Rows from a dataset
════════════════════
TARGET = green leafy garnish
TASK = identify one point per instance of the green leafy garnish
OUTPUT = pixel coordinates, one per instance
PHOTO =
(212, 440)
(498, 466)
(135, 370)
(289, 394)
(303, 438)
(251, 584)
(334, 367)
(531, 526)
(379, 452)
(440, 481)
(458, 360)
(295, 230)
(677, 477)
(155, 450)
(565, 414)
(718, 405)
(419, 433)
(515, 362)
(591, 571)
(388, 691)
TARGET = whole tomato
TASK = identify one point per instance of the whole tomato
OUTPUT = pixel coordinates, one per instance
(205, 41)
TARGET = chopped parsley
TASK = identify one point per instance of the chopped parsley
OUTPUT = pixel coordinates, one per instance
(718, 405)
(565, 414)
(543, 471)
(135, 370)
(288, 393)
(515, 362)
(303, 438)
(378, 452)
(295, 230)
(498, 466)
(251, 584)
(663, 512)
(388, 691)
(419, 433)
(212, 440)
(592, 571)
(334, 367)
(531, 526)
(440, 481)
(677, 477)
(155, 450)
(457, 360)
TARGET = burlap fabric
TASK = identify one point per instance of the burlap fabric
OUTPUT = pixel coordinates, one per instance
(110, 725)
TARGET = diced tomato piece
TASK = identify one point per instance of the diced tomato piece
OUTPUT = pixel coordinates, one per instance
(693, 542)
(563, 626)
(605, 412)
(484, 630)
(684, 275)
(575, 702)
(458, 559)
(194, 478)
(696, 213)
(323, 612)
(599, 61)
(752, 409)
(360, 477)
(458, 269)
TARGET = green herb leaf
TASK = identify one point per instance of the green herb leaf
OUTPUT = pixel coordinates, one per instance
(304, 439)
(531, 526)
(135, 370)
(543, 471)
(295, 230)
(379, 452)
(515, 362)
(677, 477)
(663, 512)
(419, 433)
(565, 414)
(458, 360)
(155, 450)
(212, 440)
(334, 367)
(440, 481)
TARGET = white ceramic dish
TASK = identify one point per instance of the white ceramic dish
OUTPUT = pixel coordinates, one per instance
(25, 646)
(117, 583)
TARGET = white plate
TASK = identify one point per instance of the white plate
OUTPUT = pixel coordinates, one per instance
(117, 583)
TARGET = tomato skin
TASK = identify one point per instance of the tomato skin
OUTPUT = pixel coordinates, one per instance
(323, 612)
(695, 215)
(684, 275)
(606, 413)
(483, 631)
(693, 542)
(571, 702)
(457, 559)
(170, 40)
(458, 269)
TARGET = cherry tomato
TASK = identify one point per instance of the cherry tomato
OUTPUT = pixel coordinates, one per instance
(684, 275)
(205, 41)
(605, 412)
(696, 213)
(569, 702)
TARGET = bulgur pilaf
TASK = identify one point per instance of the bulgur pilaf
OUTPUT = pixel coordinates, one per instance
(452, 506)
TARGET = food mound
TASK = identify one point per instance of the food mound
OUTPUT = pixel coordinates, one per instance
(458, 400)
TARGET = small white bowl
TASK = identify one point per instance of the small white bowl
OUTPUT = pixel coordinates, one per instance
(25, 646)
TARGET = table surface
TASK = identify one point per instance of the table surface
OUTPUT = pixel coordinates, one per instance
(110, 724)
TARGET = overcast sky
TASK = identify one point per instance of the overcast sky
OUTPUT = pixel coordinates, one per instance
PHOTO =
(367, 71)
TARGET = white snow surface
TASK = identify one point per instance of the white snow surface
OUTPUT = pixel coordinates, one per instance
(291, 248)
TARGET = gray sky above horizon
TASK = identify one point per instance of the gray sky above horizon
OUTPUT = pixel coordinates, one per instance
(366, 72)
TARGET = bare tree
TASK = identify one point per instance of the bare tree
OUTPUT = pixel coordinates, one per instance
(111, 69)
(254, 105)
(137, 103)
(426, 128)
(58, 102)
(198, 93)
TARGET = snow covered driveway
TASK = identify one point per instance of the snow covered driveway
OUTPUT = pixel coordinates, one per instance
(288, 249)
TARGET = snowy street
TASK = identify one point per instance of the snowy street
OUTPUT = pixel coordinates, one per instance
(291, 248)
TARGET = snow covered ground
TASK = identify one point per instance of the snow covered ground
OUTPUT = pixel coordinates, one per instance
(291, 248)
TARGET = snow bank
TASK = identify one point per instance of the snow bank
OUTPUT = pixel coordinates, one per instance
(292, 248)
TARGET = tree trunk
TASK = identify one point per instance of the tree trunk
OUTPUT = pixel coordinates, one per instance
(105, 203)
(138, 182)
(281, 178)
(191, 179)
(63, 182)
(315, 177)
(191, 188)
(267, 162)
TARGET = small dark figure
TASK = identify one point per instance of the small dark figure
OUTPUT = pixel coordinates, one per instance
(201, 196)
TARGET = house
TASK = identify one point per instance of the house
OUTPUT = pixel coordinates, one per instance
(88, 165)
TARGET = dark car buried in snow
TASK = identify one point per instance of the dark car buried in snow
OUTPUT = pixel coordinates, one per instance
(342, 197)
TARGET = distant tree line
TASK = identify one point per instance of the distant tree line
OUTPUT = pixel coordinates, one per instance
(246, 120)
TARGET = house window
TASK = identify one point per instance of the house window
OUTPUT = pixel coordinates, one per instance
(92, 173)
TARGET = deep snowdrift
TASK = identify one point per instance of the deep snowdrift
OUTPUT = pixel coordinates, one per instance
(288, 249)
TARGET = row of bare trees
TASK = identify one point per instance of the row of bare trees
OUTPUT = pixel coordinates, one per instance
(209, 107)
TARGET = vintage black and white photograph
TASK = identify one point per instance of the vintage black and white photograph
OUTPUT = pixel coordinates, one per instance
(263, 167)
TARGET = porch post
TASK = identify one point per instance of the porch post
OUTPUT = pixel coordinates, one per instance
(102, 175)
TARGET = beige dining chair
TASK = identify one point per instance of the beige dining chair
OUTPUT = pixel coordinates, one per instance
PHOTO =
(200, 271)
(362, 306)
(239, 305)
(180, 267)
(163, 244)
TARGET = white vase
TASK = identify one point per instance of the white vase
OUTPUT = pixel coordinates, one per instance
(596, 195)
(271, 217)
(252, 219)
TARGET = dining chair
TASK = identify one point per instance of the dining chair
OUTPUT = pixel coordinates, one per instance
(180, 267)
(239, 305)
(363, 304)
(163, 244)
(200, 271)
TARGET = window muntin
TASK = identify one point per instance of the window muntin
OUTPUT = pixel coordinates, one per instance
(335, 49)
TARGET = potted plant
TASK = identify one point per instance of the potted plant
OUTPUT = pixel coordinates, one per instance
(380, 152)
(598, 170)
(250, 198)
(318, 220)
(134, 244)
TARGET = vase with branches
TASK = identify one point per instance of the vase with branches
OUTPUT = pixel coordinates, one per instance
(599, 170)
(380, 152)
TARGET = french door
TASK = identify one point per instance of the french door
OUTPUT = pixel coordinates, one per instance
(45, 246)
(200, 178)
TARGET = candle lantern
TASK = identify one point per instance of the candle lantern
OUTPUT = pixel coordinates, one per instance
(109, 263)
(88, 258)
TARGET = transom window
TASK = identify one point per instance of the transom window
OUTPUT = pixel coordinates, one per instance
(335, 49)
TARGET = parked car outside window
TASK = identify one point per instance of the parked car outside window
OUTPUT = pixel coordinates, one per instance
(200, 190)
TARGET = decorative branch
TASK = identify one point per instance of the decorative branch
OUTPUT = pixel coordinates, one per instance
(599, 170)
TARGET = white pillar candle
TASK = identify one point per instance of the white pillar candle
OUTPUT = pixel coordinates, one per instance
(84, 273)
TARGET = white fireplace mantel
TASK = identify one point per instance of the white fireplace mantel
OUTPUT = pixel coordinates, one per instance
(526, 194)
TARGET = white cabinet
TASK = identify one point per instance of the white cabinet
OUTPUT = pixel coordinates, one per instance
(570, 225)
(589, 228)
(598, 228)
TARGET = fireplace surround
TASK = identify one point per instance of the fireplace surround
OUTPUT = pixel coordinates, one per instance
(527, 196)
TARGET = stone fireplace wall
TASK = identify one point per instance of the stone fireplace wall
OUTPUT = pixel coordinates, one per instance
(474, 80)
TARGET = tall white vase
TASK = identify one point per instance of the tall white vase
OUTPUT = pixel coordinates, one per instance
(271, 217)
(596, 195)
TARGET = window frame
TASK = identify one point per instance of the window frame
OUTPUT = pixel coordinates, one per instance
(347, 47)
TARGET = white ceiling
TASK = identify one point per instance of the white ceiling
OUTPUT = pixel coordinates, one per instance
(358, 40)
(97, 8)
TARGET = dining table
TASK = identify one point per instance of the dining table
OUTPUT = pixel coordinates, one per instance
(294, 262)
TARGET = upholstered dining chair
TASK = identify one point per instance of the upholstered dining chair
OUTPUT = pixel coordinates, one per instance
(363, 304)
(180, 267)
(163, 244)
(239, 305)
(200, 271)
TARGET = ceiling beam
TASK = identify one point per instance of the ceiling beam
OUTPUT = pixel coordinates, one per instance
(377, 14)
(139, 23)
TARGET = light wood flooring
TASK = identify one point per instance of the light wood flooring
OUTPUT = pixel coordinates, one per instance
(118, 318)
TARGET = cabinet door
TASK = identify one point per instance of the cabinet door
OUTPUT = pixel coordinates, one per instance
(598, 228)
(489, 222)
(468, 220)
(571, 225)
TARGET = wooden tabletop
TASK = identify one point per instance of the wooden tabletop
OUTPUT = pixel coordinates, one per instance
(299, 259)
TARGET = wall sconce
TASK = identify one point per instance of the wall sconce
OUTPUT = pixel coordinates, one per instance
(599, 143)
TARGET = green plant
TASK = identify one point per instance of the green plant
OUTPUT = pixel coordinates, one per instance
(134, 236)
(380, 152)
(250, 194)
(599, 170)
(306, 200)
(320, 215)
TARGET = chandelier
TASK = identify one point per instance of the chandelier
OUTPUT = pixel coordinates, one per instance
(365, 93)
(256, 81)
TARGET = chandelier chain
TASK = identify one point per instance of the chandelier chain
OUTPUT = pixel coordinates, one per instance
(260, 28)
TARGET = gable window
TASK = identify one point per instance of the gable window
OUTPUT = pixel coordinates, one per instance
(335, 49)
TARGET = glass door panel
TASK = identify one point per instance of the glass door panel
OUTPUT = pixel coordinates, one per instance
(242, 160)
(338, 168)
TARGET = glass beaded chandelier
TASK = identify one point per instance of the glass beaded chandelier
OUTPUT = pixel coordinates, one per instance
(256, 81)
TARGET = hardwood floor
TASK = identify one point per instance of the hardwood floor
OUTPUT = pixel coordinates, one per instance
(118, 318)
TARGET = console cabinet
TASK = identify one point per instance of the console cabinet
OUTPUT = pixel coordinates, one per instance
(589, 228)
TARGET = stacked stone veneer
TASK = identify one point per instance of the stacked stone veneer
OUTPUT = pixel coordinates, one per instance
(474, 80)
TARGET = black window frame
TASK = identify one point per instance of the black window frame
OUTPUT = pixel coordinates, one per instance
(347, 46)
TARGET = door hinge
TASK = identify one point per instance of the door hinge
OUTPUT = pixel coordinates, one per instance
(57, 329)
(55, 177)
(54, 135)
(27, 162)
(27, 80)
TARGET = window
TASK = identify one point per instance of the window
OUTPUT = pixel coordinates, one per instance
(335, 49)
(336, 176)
════════════════════
## TO BE DONE
Recast the lines from the one containing "TARGET = gable window" up to and including the last line of the rows as a Markdown table with the columns No. and Line. Leave out any blank lines.

## EXERCISE SOLUTION
| No. | Line |
|---|---|
| 1 | TARGET = gable window |
| 2 | TASK = identify one point per instance of the gable window |
| 3 | OUTPUT = pixel coordinates, one per instance |
| 4 | (335, 49) |
| 5 | TARGET = glass door panel |
| 6 | TASK = identify one point per instance of the glass door panel |
| 7 | OUTPUT = pixel coordinates, one per instance |
| 8 | (242, 160) |
| 9 | (338, 168) |
| 10 | TARGET = glass beaded chandelier |
| 11 | TASK = identify one point per instance of the glass beaded chandelier |
| 12 | OUTPUT = pixel coordinates, one per instance |
| 13 | (256, 81) |
| 14 | TARGET = hardwood floor |
| 15 | TASK = identify one point per instance of the hardwood floor |
| 16 | OUTPUT = pixel coordinates, one per instance |
| 17 | (118, 318) |
| 18 | TARGET = console cabinet |
| 19 | TASK = identify one point per instance of the console cabinet |
| 20 | OUTPUT = pixel coordinates, one per instance |
| 21 | (589, 228) |
| 22 | TARGET = stacked stone veneer |
| 23 | TASK = identify one point per instance of the stacked stone veneer |
| 24 | OUTPUT = pixel coordinates, one per instance |
| 25 | (474, 80) |
| 26 | TARGET = black window frame |
| 27 | TASK = identify one point per instance of the black window frame |
| 28 | OUTPUT = pixel coordinates, one per instance |
| 29 | (347, 46) |
| 30 | TARGET = door hinge |
| 31 | TASK = identify one point per instance of the door hinge |
| 32 | OUTPUT = pixel coordinates, one per instance |
| 33 | (57, 329) |
| 34 | (55, 177) |
| 35 | (54, 135) |
| 36 | (27, 162) |
| 37 | (27, 80) |
| 38 | TARGET = window |
| 39 | TASK = identify one point per instance of the window |
| 40 | OUTPUT = pixel coordinates, one per instance |
| 41 | (335, 49) |
| 42 | (336, 176) |